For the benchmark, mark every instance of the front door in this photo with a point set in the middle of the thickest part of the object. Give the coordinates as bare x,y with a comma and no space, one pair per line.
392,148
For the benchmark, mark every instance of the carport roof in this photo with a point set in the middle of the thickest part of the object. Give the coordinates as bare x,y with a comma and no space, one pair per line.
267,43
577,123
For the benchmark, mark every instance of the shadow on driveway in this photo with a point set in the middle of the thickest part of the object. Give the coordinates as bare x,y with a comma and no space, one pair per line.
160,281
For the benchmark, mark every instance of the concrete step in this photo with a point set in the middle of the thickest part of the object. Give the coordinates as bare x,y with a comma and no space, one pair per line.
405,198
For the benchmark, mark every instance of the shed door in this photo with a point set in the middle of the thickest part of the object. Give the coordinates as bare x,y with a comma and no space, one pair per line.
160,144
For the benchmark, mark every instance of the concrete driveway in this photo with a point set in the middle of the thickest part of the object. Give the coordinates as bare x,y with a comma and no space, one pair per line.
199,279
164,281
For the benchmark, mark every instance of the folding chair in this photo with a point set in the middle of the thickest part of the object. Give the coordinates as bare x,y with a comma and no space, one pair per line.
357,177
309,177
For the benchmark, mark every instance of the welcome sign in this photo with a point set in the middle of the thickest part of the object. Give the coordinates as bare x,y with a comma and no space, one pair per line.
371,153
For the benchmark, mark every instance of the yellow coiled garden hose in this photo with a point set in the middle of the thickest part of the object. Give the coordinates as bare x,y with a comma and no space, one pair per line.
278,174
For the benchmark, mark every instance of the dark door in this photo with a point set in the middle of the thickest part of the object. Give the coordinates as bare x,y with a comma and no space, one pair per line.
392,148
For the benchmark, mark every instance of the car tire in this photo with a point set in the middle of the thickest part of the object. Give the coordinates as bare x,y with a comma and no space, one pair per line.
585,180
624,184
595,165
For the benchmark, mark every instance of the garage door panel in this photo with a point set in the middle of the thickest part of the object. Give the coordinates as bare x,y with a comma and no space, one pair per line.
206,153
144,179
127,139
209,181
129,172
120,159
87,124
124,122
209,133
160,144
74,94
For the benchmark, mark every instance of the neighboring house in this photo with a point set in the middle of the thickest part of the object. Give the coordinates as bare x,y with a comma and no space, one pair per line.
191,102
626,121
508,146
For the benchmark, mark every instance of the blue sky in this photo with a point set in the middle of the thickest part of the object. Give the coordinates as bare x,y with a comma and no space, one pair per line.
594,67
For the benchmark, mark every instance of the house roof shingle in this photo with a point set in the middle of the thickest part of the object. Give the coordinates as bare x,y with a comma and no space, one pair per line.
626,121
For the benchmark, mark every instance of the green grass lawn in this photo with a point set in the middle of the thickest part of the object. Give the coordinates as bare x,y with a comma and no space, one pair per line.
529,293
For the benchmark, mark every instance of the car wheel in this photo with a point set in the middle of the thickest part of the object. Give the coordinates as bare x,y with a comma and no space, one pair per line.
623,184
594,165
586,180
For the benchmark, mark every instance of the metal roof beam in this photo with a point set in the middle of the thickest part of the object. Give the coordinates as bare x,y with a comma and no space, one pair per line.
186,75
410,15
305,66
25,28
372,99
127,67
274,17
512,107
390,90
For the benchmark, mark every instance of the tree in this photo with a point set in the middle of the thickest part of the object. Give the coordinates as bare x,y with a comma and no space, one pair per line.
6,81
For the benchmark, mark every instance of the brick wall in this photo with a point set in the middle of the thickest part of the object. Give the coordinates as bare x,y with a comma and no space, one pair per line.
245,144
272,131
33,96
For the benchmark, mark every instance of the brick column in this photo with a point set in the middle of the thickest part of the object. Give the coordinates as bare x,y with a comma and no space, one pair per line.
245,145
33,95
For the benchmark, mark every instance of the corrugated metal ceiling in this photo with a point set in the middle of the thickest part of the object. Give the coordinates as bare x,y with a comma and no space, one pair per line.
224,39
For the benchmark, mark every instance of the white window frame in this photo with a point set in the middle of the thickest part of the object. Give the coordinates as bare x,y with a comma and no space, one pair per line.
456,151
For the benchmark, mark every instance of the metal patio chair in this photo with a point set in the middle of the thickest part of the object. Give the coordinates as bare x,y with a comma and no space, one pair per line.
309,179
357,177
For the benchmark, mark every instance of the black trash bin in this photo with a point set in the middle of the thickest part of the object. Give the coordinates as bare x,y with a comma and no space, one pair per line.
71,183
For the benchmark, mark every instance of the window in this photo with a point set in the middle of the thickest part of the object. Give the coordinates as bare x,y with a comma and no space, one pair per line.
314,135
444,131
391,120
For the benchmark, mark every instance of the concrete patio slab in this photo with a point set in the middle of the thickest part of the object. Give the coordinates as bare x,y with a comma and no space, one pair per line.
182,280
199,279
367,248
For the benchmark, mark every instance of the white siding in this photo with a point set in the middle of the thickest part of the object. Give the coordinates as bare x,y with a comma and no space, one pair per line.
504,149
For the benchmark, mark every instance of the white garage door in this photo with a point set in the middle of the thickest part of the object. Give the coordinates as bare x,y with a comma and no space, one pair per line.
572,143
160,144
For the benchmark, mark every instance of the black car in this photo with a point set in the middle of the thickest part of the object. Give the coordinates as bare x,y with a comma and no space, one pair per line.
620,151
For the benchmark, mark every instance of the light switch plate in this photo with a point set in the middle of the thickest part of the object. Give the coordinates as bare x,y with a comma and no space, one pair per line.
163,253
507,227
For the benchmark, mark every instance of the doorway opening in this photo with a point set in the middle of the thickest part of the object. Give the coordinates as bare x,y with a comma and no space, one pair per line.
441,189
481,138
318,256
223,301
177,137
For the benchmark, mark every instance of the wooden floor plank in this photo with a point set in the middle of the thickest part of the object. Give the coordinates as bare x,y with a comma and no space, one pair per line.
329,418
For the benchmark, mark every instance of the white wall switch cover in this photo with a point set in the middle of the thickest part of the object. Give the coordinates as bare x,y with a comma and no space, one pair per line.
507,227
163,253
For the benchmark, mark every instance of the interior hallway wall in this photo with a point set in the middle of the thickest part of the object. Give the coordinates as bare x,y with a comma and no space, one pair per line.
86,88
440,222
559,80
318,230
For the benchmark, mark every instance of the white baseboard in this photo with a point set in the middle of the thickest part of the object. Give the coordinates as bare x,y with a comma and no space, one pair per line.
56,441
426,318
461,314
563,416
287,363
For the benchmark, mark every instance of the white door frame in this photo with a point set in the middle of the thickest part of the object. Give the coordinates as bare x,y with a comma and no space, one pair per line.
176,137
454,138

▬▬▬

▶ [BRIEF] Print nothing but the lines from the line with "For the benchmark, mark every instance of the doorway" to the last line of the records above. Both of those lines count.

▶ [TASK SOLUTION]
For the benchmark, mark every instance of the doorway opening in this photo with a point set in the middle of the thickest part of the object. Give the coordinates as bare x,y with a comma and no space, one pair per line.
441,189
481,138
318,256
223,301
177,137
For the benchmark, mark every instance of the wooden floor plank in this photo with a point set in the middle of the thickest part of the object. Give the coordinates as bare x,y with a comma and no space, one pair per line.
329,418
For the benchmark, mark every instance of the white wall switch cover in this photo with a point set in the middle of the thickest part of the object. Give the coordinates as bare x,y with a comma and no space, one pair per line.
507,227
163,253
For the benchmark, mark every instance of the interior hallway wall in this photo with a point set in the middle of the thickest part of the object. Give the coordinates as bare x,y with a comma and no space, one pair per line.
86,88
440,222
559,80
318,230
For the benchmark, mark every instance of the white baseboard in this photo with a point set in the middle of the thickest part of the object. Give the coordinates as bare x,y with a comma and no space, one pair per line.
56,441
426,318
461,314
563,416
287,363
For the benchmark, mark every instance of the white door frame in this photo with a point set in the middle of the thickest part of the object. Give the coordinates as bare x,y with a comma and no space, one pair per line.
176,137
454,138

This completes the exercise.